__AUFGABEN__:
- A) Seit welchem Jahr ist Mainz 05 laut dem Textauszug zum Klimaschutz in der Bundesliga klimaneutral?
- B) Nenne alle Empfehlungen, die myclimate im Textauszug den Bundesligaklubs zum Klimaschutz gibt.
*** TEXTAUSZUG
Jedoch zeigen die Ergebnisse auch, dass es noch viel Potential gibt, in Sachen Klimaschutz aktiv zu werden: „Bei der Umsetzung von konkreten Maßnahmen zeigt sich ein gemischtes Bild. Hier gibt es Klubs, die sehr engagiert und aktiv sind und das schon seit einigen Jahren“, stellt Menger fest. Mainz 05 sei beispielsweise bereits seit 2010 klimaneutral, sagt Menger, und kompensiere mittlerweile auch die Anreisen der Gastmannschaft. Andere Klubs stünden hingegen erst am Anfang und seien noch dabei, eine Nachhaltigkeitsstrategie zu entwickeln.
Professionelle Beratung für die Klubs
myclimate rät den Bundesligaklubs darum, das Thema Klimaschutz systematisch anzugehen. Ihr Ziel sollte es sein, klimaneutral zu werden. Dafür ist es allerdings notwendig, eine jährliche CO2-Bilanz zu erstellen, um Fortschritte und Nachholbedarf zu erkennen. „Genau wie für Unternehmen auch ist es ratsam für die Klubs, dass sie sich professionell beraten lassen, um ein langfristige Strategie zu entwickeln, sofern sie nicht selbst über eigenes Know-how in diesem Fachbereich verfügen“, empfiehlt Janosch Menger von myclimate.
******
*** DATENSATZ
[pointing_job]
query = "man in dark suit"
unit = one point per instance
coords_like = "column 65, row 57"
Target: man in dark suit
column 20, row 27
******
__LÖSUNGEN__:
- A) Seit 2010.

- B)
- Das Thema Klimaschutz systematisch angehen.
- Das Ziel verfolgen, klimaneutral zu werden.
- Eine jährliche CO2-Bilanz erstellen, um Fortschritte und Nachholbedarf zu erkennen.
- Sich professionell beraten lassen, um eine langfristige Strategie zu entwickeln, sofern kein eigenes Know-how in diesem Fachbereich vorhanden ist.